__Extracted text__

◇ ◇ ◇

In the ring of ordinary integers \mathbb{Z}, all ideals are principal ideals. However, this may not be true for more general rings. For example, in the ring \mathbb{Z}[\sqrt{-5}], consider the set of linear combinations of 2 and 1+\sqrt{-5}, i.e. the set of elements of \mathbb{Z}[\sqrt{-5}] which can be written as a(2)+b(1+\sqrt{-5}), where a and b are elements \mathbb{Z}[\sqrt{-5}]. This set, written (2, 1+\sqrt{-5}), forms an ideal, but this ideal is not a principal ideal. It is not the set of multiples of a single element. However, it is closed under addition and multiplication by any element of \mathbb{Z}[\sqrt{-5}].

 Given two ideals \mathfrak{a} and \mathfrak{b} in some ring, the product \mathfrak{a}\mathfrak{b} is the set of all elements of the ring which can be written as a_{1}b_{1}+a_{2}b_{2}+a_{3}b_{3}+... where a_{1}, a_{2}, a_{3},... are elements of the ideal \mathfrak{a} and b_{1}, b_{2}, b_{3},... are elements of the ideal \mathfrak{b}.

◇ ◇ ◇

__Supplied material__
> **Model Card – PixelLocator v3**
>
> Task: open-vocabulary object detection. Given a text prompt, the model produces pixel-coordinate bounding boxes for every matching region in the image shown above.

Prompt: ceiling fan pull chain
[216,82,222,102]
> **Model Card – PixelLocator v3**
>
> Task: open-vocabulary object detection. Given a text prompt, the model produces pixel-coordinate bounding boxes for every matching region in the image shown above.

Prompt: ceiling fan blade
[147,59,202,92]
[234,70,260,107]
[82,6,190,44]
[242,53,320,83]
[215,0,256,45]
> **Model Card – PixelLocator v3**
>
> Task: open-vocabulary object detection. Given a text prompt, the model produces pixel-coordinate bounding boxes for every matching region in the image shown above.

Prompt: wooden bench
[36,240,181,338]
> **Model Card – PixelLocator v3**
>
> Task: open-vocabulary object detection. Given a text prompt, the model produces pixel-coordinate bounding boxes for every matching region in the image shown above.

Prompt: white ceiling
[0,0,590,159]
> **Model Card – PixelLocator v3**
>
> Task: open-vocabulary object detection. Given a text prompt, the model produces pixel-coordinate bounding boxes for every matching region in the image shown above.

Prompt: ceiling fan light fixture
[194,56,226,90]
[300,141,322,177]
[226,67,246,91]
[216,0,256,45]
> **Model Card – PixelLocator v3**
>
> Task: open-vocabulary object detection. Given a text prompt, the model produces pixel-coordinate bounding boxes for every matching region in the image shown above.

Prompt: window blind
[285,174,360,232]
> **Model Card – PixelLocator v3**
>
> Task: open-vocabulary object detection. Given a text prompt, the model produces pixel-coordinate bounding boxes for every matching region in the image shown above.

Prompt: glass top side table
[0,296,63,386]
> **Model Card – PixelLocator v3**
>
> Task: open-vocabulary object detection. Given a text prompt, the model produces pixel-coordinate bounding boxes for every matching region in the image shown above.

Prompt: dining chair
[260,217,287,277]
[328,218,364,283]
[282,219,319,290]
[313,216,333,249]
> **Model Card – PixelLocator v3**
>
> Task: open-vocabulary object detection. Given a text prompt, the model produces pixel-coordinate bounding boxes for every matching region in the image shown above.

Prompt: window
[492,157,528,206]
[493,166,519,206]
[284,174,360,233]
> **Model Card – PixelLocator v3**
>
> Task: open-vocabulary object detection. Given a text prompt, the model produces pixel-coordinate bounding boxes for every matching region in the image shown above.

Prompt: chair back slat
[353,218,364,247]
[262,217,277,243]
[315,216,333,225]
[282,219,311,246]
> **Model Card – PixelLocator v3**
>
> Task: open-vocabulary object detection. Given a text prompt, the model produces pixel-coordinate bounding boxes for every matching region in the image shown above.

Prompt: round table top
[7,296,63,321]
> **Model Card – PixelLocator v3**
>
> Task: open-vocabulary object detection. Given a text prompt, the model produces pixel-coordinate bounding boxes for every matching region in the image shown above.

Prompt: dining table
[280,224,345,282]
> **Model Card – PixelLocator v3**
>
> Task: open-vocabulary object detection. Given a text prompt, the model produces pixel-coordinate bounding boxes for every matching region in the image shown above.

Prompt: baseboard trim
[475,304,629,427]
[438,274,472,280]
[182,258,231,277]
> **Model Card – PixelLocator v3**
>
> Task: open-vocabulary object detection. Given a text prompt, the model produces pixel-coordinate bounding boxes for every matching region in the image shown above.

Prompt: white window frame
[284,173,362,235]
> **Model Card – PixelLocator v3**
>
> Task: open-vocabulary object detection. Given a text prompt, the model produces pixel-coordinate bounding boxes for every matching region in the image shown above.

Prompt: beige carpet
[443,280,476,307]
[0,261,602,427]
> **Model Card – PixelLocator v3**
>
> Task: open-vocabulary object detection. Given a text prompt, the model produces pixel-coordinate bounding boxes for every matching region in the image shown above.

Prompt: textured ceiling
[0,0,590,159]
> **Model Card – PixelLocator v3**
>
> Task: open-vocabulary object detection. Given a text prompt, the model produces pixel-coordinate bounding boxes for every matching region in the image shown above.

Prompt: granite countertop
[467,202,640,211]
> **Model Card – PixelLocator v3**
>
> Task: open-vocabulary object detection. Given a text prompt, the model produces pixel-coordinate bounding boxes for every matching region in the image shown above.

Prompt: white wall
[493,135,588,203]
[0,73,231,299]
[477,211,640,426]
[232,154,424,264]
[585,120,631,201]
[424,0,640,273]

◇ ◇ ◇

__Exercise__
Decide whether each statement (a), (b), (c) agrees with the text on ideals. Answer yes or no for each, and quote the words of the text that settle it.
(a) Every ideal in the ring of ordinary integers is a principal ideal.
(b) The ideal (2, 1+\sqrt{-5}) is the set of multiples of a single element.
(c) The ideal (2, 1+\sqrt{-5}) is closed under addition.

__Expected answer__
(a) Yes: "In the ring of ordinary integers \mathbb{Z}, all ideals are principal ideals."
(b) No: "It is not the set of multiples of a single element."
(c) Yes: "it is closed under addition and multiplication by any element of \mathbb{Z}[\sqrt{-5}]."